(Collected data)
▼▼▼

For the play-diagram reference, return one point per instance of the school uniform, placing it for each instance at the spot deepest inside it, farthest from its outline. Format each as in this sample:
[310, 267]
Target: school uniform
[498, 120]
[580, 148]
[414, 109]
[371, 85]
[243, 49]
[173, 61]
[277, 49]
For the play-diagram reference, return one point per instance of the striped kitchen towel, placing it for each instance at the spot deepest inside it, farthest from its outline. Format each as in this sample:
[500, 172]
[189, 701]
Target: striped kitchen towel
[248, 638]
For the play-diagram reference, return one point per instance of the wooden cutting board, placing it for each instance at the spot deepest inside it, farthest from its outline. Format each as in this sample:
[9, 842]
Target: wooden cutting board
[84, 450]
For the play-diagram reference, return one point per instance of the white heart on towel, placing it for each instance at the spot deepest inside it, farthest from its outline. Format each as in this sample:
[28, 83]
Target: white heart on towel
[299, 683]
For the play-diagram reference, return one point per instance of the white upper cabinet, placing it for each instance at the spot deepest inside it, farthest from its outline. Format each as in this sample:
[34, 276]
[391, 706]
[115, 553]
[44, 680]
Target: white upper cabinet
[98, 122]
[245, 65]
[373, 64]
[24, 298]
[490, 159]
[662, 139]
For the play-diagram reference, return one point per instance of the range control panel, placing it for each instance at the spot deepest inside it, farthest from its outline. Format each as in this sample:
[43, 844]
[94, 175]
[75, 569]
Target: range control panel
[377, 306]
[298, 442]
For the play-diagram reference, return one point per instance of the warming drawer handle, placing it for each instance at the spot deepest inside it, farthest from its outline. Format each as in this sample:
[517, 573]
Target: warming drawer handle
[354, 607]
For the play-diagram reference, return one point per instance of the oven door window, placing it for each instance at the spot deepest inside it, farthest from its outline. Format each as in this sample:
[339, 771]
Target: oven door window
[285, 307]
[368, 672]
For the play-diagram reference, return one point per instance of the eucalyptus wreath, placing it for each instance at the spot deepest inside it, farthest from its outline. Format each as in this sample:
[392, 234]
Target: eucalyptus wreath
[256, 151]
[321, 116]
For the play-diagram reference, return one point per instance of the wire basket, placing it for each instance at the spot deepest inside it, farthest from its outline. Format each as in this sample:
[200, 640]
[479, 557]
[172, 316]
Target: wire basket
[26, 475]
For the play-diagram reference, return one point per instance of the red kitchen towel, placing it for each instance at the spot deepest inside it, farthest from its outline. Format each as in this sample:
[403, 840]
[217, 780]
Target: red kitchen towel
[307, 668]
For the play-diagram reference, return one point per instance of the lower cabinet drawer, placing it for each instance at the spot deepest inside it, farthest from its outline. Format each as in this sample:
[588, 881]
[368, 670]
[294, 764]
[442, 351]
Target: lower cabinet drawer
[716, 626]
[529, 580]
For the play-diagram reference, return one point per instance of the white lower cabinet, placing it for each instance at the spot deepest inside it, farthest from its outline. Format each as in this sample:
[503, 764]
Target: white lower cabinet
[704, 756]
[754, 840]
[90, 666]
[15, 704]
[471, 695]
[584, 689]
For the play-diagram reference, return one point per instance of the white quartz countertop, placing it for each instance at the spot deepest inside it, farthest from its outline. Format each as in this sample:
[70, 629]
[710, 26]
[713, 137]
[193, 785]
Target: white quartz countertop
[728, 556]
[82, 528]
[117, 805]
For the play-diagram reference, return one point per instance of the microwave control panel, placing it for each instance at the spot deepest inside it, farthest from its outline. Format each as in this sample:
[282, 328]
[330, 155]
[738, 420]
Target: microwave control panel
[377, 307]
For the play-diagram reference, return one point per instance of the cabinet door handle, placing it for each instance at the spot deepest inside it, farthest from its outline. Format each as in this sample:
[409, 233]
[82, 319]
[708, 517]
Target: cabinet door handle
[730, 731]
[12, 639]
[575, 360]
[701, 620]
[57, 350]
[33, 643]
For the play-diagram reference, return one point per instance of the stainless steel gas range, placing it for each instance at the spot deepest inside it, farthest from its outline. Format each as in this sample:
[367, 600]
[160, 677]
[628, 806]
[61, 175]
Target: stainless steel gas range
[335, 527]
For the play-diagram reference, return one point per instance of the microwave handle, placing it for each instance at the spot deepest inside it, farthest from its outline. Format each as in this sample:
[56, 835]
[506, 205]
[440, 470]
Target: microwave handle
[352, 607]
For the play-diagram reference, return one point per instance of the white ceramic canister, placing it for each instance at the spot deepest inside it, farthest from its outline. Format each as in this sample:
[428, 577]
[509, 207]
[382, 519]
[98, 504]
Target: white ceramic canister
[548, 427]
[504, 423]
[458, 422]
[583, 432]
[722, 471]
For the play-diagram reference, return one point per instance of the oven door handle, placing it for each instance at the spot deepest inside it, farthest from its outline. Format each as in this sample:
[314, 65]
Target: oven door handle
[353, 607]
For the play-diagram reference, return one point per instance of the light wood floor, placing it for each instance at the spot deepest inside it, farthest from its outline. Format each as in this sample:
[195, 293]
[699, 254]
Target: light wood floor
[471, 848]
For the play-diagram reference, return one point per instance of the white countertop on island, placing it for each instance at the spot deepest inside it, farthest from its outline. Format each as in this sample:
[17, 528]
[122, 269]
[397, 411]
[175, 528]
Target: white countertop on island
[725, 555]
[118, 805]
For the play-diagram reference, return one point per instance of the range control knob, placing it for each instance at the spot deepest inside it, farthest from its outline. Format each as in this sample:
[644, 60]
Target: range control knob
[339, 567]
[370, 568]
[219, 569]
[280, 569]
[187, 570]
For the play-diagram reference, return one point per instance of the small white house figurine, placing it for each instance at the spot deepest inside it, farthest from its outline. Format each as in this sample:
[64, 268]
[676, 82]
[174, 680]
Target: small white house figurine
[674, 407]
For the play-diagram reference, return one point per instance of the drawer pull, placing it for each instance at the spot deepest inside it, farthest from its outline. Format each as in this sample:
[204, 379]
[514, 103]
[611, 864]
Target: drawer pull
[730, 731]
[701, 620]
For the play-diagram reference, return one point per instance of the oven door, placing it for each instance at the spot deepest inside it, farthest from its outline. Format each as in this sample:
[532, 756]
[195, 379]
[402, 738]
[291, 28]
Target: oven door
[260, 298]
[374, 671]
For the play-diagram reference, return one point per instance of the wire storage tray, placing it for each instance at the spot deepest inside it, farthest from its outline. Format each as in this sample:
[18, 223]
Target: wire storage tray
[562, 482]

▲▲▲

▸ What you are asked to do:
Return the whole of the data, character for character.

▸ Task solution:
For the play-diagram reference, return one point per instance of the school uniform, placing it for each instance at the spot deepest inside it, farthest from its outline. Format each as in this sample:
[310, 267]
Target: school uniform
[498, 120]
[580, 148]
[414, 109]
[371, 85]
[243, 49]
[173, 61]
[277, 49]
For the play-diagram reference, return one point per instance of the striped kitchen towel, placing it for each instance at the spot deepest inside it, farthest from its outline. Format each as in this sample:
[500, 172]
[189, 701]
Target: striped kitchen towel
[248, 638]
For the play-diagram reference, return one point per instance of the wooden cutting board, placing it for each instance at the spot deepest inside it, farthest from its outline. Format each as in this sample:
[9, 842]
Target: wooden cutting board
[84, 450]
For the play-diagram reference, return one point per instance of the white heart on towel, placing it for each instance at the spot deepest inside it, farthest from its outline. Format each as in this sample:
[28, 83]
Target: white heart on towel
[299, 683]
For the play-diagram reference, return one point per instance of the white upper cabinet, placing it for each instance at the spot deepest inside it, farthest from its outline. Format each as in this sample:
[34, 276]
[391, 706]
[115, 553]
[44, 680]
Target: white upper cabinet
[98, 122]
[245, 65]
[373, 64]
[24, 298]
[490, 159]
[662, 139]
For the play-diagram reference, return one point per instance of the range control panel, placing it for each instance at the spot deepest inside it, farthest from its outline. Format each as in this sample:
[43, 844]
[94, 175]
[75, 569]
Target: range control panel
[377, 306]
[298, 442]
For the play-diagram reference, return one point per instance of the warming drawer handle, placing it for each instance at the spot deepest inside it, farthest from its outline. Format each as in this sample:
[517, 573]
Target: warming drawer handle
[354, 607]
For the play-diagram reference, return one point per instance of the oven door window, placing it for each instance at the spot deepest inside it, farthest from its outline. Format each as in this sample:
[339, 771]
Target: oven door window
[285, 307]
[368, 672]
For the play-diagram reference, return one point per instance of the eucalyptus wreath, placing it for each instance at the spot deepest inside it, farthest from its outline. Format each as in this sample:
[392, 234]
Target: eucalyptus wreath
[256, 151]
[321, 116]
For the play-diagram reference, return one point per instance of the wire basket, placing it for each instance at the spot deepest inside it, farthest from its outline. Format each as in this sample:
[200, 640]
[479, 557]
[172, 316]
Target: wire basket
[26, 475]
For the play-diagram reference, return one point per instance of the red kitchen towel, placing it for each instance at the spot deepest inside it, farthest from its outline. Format each as in this sample:
[403, 840]
[217, 780]
Target: red kitchen towel
[307, 668]
For the play-diagram reference, return one point per instance of the lower cabinet drawer, placing it for each instance at the spot deepest inside it, farthest from its outline. Format each as in this sample:
[588, 881]
[368, 670]
[294, 764]
[442, 351]
Target: lower cabinet drawer
[716, 626]
[529, 580]
For the play-diagram reference, return one point per instance of the white lower cabinet, placing it for each instance at the spot deepest inside it, farthest from its outline. Format each as in this sample:
[503, 764]
Target: white lower cabinet
[704, 756]
[754, 840]
[90, 666]
[15, 704]
[471, 695]
[584, 689]
For the play-diagram reference, return one point per instance of the white quartz countertop, placing it for each instance at the spot deepest inside it, farthest from its outline. Format each as in this sample:
[70, 629]
[710, 26]
[713, 137]
[193, 785]
Target: white quartz countertop
[728, 556]
[82, 528]
[117, 805]
For the play-diagram reference, return one point per instance of the microwave control panel, placing it for each instance at the spot deepest inside it, farthest from its outline. Format each as in this sample:
[282, 328]
[330, 155]
[738, 420]
Target: microwave control panel
[377, 307]
For the play-diagram reference, return one point per instance of the cabinet door handle, placing it for each instance at the spot deepest inside it, farthest from its outline. Format each as in this sample:
[409, 233]
[82, 319]
[708, 517]
Target: cabinet door handle
[730, 731]
[12, 639]
[575, 360]
[701, 620]
[57, 350]
[33, 643]
For the play-diagram reference, return one point per instance of the stainless steel gas range, placing it for each instance at the spot deepest inside it, farthest from its outline. Format each as in this sample:
[367, 600]
[160, 677]
[628, 806]
[61, 175]
Target: stainless steel gas range
[335, 527]
For the play-diagram reference, return one point per instance of the microwave handle, placing it for each instance at the spot deepest inside it, farthest from its outline. Format each as in this sample:
[56, 835]
[506, 205]
[440, 470]
Target: microwave handle
[352, 607]
For the play-diagram reference, return one point per instance of the white ceramic canister, placing it for each instance at the spot deepest inside it, farthest from its outline. Format each as in this sample:
[428, 577]
[509, 207]
[382, 519]
[98, 504]
Target: white ceramic canister
[548, 427]
[504, 423]
[458, 422]
[583, 432]
[722, 471]
For the play-diagram reference, return one point per instance of the oven door handle, placing it for each instance at the spot deepest inside it, farthest from its outline. Format each as in this sample:
[314, 65]
Target: oven door handle
[353, 607]
For the play-diagram reference, return one point per instance of the light wood floor, placing it for each instance at the spot deepest inside it, farthest from its outline. Format each as in this sample:
[195, 293]
[699, 254]
Target: light wood floor
[471, 848]
For the play-diagram reference, return one point per instance of the white countertop on island, placing it for each instance at the spot deepest inside it, farthest from its outline. Format each as in this sample:
[17, 528]
[122, 269]
[397, 411]
[175, 528]
Target: white countertop on island
[725, 555]
[118, 805]
For the play-diagram reference, return one point per instance of the range control knob, placing it for each instance at the spot deepest inside it, farthest from its outline. Format each as in this sample:
[644, 60]
Target: range control knob
[339, 567]
[370, 568]
[219, 569]
[280, 569]
[187, 570]
For the play-diagram reference, return one point per instance of the small white house figurine, placing it for each instance at the spot deepest inside it, farthest from its outline. Format each as in this sample:
[64, 268]
[676, 82]
[174, 680]
Target: small white house figurine
[674, 407]
For the play-diagram reference, return one point per instance of the drawer pull, placing it for each instance at the spot deepest inside it, farthest from its outline. Format each as in this sample:
[204, 379]
[514, 103]
[611, 864]
Target: drawer pull
[730, 731]
[701, 620]
For the play-diagram reference, return one point per instance of the oven door, placing it for each instance at the spot deepest inside it, farthest from its outline. Format each as in this sample:
[532, 756]
[195, 379]
[402, 738]
[291, 28]
Target: oven door
[260, 298]
[374, 671]
For the play-diagram reference, return one point per instance of the wire storage tray, placing it for each instance at the spot deepest inside it, farthest from its outline. Format each as in this sample:
[18, 223]
Target: wire storage tray
[562, 482]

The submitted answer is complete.